My friend, the late, great Nick Hotton paid me the ultimate compliment by
coming to my Science Center in El Paso to give a fund-raising dinner talk at
the very time the Smithsonian's Ghost Ranch _Coelophysis_  slab was being
opened. We were unveiling a Dinamation _Dimetrodon_, "Texas's oldest
citizen," for the occasion, complete with music, weird lights, sound
effects, and CO2 vapors (Hey! This was before Spielberg's Industrial Light
and Magic: I did the best that I could at the time). Later, the Ghost Ranch
slab became the focus of the NMNH's live public view of preparators at work.

Earlier, when I was preparing Permian stuff for the late Richard Selton at
Michigan State University, I would emerge from the MSU Museum at night,
covered with red/brown dust, a truly ghastly character tottering his way
back to the dorm. What would the public have made of that? (Yes, a few of
East Lansing city's finest constables stopped me a few times. They just
shook their heads and waived me on when I explained the joys of using dental
tools to extract ancient fossil amphibian and reptile [old style: shameless
Linnean usage -- _pace_ everyone] bones from 300-million-year-old rocks.)

+++++

Reproduce the fossil-preparation passage word for word, from "My friend, the" up to and including "preparators at work.".

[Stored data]
+++++

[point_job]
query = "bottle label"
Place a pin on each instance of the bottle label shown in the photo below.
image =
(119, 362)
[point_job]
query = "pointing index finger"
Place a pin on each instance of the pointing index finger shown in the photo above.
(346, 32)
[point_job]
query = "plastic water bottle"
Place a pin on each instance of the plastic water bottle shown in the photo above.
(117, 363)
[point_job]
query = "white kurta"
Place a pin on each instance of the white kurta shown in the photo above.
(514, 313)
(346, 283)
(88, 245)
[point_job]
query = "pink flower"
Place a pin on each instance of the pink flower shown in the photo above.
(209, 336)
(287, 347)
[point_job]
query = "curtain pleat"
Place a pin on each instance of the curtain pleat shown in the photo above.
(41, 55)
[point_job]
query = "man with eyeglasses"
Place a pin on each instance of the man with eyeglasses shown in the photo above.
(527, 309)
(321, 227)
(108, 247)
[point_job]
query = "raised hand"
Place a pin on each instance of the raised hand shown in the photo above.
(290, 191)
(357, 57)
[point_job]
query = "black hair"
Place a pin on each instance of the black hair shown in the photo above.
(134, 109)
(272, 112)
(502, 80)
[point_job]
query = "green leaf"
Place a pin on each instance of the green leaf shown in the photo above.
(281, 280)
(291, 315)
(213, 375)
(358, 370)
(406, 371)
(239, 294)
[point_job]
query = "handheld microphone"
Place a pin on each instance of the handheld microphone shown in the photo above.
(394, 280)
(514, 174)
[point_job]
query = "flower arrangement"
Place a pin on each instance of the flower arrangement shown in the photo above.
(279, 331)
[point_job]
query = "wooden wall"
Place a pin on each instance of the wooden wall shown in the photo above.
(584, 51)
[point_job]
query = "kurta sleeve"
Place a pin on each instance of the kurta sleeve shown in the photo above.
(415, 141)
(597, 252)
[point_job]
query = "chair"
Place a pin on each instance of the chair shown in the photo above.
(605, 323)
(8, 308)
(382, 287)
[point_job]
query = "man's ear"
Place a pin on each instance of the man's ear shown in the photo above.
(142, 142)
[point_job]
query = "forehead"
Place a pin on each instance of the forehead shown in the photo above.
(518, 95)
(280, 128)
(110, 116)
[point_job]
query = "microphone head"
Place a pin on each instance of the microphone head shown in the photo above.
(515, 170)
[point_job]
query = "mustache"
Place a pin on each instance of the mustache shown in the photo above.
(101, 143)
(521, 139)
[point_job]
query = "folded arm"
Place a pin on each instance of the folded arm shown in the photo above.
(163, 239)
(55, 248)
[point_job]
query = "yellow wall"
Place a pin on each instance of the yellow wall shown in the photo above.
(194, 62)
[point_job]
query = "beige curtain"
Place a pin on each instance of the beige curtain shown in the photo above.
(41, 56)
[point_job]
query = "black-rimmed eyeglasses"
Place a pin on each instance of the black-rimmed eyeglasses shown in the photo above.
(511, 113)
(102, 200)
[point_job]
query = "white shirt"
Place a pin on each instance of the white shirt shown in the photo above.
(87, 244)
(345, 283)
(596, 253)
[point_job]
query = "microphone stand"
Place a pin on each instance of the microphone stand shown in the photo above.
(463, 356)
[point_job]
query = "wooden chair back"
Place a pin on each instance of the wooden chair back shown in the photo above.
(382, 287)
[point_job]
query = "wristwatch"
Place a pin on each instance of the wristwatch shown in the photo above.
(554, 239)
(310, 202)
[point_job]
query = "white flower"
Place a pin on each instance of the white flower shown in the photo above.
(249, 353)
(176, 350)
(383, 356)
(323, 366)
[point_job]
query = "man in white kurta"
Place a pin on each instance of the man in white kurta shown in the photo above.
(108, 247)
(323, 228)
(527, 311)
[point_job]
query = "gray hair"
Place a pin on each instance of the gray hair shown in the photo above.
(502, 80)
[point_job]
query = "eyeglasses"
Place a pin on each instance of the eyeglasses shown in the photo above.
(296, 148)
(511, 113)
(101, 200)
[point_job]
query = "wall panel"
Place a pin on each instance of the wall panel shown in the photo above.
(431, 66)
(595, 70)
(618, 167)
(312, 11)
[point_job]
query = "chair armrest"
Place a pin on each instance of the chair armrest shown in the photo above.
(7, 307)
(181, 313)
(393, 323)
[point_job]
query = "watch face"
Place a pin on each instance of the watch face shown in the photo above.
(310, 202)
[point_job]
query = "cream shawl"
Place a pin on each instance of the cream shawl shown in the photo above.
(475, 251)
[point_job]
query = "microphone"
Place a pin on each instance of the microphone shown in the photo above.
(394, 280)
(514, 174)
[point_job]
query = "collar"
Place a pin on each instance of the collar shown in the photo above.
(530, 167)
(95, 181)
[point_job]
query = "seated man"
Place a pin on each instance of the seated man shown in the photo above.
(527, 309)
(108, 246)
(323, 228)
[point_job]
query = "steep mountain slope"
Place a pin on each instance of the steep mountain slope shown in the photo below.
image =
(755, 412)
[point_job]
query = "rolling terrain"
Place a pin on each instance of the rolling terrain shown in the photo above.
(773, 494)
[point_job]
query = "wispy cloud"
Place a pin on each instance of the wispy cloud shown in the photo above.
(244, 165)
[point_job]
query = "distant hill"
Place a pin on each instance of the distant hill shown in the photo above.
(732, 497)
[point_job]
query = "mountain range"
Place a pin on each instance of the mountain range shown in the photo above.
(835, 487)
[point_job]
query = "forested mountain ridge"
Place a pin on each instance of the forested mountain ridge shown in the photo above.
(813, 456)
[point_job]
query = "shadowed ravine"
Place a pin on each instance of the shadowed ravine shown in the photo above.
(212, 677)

+++++

→ Solution for this exercise
My friend, the late, great Nick Hotton paid me the ultimate compliment by
coming to my Science Center in El Paso to give a fund-raising dinner talk at
the very time the Smithsonian's Ghost Ranch _Coelophysis_  slab was being
opened. We were unveiling a Dinamation _Dimetrodon_, "Texas's oldest
citizen," for the occasion, complete with music, weird lights, sound
effects, and CO2 vapors (Hey! This was before Spielberg's Industrial Light
and Magic: I did the best that I could at the time). Later, the Ghost Ranch
slab became the focus of the NMNH's live public view of preparators at work.